Written task =
Rewrite the records below as a numbered list, leaving out any blank lines.
## Start Records supplied
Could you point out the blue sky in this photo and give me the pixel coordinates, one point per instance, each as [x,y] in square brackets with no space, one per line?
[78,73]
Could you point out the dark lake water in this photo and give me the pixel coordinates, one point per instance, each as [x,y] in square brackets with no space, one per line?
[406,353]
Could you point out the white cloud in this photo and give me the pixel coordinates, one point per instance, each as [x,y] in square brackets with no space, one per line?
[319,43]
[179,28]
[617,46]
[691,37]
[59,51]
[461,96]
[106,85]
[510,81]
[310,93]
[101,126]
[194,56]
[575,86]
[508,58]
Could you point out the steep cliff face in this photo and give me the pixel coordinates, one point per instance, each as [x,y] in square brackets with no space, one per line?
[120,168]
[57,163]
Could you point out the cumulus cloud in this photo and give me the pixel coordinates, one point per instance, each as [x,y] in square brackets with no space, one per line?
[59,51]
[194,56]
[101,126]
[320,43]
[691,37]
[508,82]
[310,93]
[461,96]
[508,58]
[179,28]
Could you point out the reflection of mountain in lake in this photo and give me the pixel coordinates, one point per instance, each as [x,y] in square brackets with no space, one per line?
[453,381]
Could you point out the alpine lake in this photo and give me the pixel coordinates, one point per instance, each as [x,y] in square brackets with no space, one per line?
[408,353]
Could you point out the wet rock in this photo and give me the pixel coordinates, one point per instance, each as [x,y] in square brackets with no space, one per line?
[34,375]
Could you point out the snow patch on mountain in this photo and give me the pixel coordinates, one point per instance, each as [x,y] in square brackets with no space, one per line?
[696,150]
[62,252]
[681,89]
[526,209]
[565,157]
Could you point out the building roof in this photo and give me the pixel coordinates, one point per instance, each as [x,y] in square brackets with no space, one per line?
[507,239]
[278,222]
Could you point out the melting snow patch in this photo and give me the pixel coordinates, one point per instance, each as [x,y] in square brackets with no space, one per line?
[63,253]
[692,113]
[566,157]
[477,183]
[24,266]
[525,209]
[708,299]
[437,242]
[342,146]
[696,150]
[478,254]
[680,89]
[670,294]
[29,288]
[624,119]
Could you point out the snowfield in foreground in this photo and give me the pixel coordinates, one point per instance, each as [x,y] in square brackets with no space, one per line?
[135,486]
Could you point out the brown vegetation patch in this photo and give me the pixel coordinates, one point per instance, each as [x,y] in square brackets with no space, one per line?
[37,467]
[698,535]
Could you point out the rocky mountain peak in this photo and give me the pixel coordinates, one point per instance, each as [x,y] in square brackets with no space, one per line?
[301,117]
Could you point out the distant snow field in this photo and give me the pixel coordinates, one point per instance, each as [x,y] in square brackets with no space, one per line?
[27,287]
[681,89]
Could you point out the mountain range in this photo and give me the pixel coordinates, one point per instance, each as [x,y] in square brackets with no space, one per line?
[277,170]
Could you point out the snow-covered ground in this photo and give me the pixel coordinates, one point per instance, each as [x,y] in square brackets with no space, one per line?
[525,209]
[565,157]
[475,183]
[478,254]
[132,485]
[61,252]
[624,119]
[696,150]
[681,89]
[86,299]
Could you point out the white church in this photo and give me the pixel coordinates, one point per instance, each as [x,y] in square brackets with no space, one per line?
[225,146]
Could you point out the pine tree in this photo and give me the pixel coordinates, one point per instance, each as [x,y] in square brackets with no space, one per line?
## End Records supplied
Output of the task =
1. Could you point out the blue sky in this photo and give me the pixel coordinates, one point per instance, each as [x,y] in square brackets with no space, one per line?
2. [78,73]
3. Could you point out the dark lake water in this photo and give me the pixel coordinates, one point per instance, each as [x,y] in square brackets with no space, one per line?
4. [406,353]
5. Could you point out the white cloud in this photo and give me the pixel coordinates, one point per instance, each as [x,y] in square brackets with no space, one per line?
6. [319,43]
7. [179,28]
8. [617,46]
9. [691,37]
10. [59,51]
11. [461,96]
12. [106,85]
13. [510,81]
14. [310,93]
15. [101,126]
16. [194,56]
17. [575,86]
18. [508,58]
19. Could you point out the steep cliff face in this photo and give me the pixel coordinates, one point per instance, each as [x,y] in square brackets with no space, one per line?
20. [120,168]
21. [57,163]
22. Could you point out the cumulus cloud in this photo and give me the pixel coordinates, one point per instance, each as [x,y] in square brackets with no space, one per line?
23. [59,51]
24. [194,56]
25. [101,126]
26. [320,43]
27. [691,37]
28. [508,82]
29. [310,93]
30. [461,96]
31. [508,58]
32. [179,28]
33. Could you point out the reflection of mountain in lake in this photo and give me the pixel coordinates, one point per instance, each as [x,y] in square brackets with no space, one per line?
34. [453,381]
35. Could you point out the alpine lake in this photo and give me the pixel coordinates, one point per instance, each as [x,y] in square brackets with no space, one per line?
36. [408,353]
37. Could you point out the wet rock in this photo and give me the pixel coordinates, one point per instance, each as [x,y] in square brackets with no space, one per line?
38. [34,375]
39. Could you point out the snow patch on mountain in this photo and give me the pixel coordinates, one point per instance, each as [x,y] in square brackets with no space, one per line?
40. [696,150]
41. [62,252]
42. [681,89]
43. [526,209]
44. [565,157]
45. Could you point out the building roof in this photo and give me the pixel coordinates, one point per instance, each as [x,y] in square brackets with no space, one per line?
46. [507,239]
47. [278,222]
48. Could you point out the melting snow patch in this photo and give me the pixel coordinates, one point per instance, each as [x,y] in square brackets with no space, one per line?
49. [63,253]
50. [692,113]
51. [566,157]
52. [477,183]
53. [24,266]
54. [525,209]
55. [708,299]
56. [437,242]
57. [342,146]
58. [696,150]
59. [478,254]
60. [680,89]
61. [670,294]
62. [29,288]
63. [624,119]
64. Could you point out the snowfield in foreground in this photo and give me the pixel coordinates, one point per instance, each as [x,y] in square brackets with no space, one per line?
65. [135,486]
66. Could you point out the brown vegetation patch in this photo and give me the pixel coordinates, one point per instance, each as [x,y] in square brackets with no space, one per line?
67. [37,467]
68. [698,535]
69. Could you point out the rocky mountain peak in this photo and give me the pixel coordinates, one point per instance, each as [x,y] in square brackets with no space, one per line?
70. [301,117]
71. Could you point out the distant snow field in this photo and give me the pixel coordinates, one point per instance, each as [x,y] in square brackets with no space, one per line?
72. [27,287]
73. [681,89]
74. Could you point out the mountain range in this photo and give me the pixel coordinates, one point per instance, each as [x,y] in square brackets with no space, one per line?
75. [277,170]
76. Could you point out the snow-covered ground in this photo and give me the pixel coordinates, one point per instance, each as [x,y] in square brackets with no space, one per line?
77. [525,209]
78. [565,157]
79. [475,183]
80. [478,254]
81. [132,485]
82. [61,252]
83. [624,119]
84. [696,150]
85. [681,89]
86. [86,299]
87. Could you point out the white church in this photo and give me the pixel coordinates, one point per instance, each as [x,y] in square brackets with no space, one per line?
88. [225,146]
89. Could you point out the pine tree in this photo and give me the pixel coordinates, one point per instance, each as [x,y] in square brackets with no space, one per line?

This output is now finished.